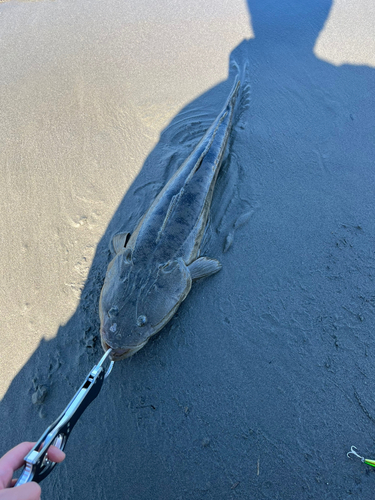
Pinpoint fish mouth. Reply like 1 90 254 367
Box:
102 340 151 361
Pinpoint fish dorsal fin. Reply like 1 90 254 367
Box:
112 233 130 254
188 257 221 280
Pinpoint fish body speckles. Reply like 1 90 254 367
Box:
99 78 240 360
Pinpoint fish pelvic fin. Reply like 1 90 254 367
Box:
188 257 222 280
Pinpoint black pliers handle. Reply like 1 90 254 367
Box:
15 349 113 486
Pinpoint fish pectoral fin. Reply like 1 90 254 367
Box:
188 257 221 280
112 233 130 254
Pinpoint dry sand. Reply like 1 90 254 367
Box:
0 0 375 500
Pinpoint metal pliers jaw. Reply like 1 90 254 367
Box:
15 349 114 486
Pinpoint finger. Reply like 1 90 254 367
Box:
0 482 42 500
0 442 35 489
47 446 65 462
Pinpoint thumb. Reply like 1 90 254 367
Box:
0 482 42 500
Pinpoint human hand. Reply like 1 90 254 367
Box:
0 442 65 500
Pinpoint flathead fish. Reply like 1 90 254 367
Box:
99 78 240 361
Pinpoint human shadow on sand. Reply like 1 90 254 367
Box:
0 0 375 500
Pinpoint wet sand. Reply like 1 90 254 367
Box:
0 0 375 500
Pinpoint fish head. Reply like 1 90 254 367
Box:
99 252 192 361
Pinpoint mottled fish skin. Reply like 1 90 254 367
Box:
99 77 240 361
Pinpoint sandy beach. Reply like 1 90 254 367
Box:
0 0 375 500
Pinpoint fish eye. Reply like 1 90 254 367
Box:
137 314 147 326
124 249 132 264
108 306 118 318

==

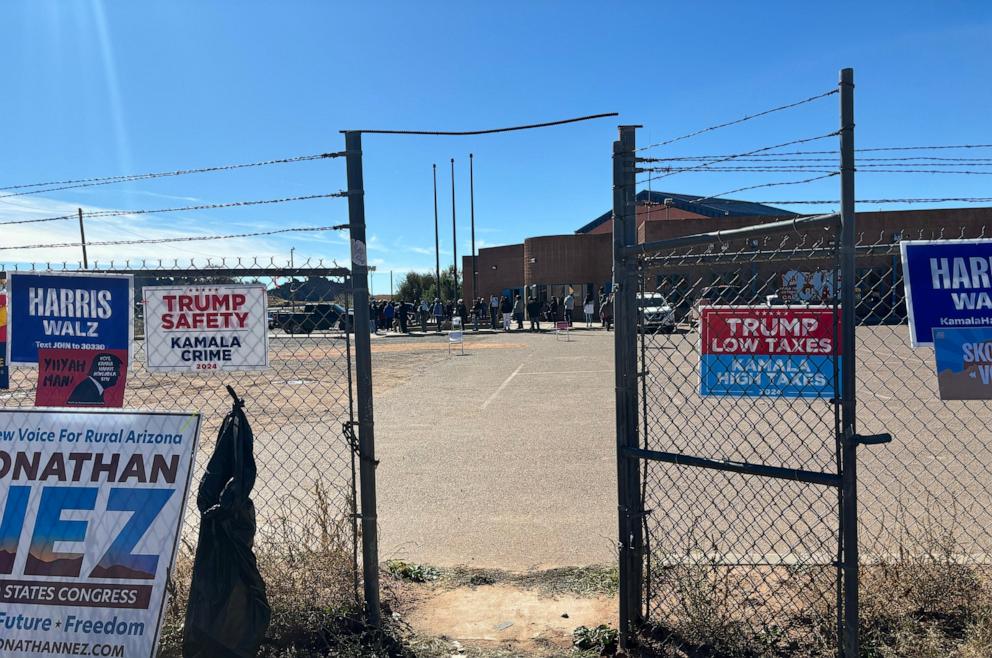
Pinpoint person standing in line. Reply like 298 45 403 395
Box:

- EXERCISE AIM: Revise the records from the line with "Pinpoint fish mouth. Reply like 1 90 254 367" to the line with "99 78 240 360" by changing "dorsal fin" to "tail fin", with nothing else altered. Return only those lines.

- TASK OUTPUT:
Pinpoint fish mouth. Reply like 1 90 254 367
Box:
102 340 151 361
Pinpoint fish tail fin. Reply like 1 90 254 367
Box:
112 233 130 254
188 257 221 280
Pinpoint fish body speckles. Reply like 1 90 254 367
Box:
99 78 240 360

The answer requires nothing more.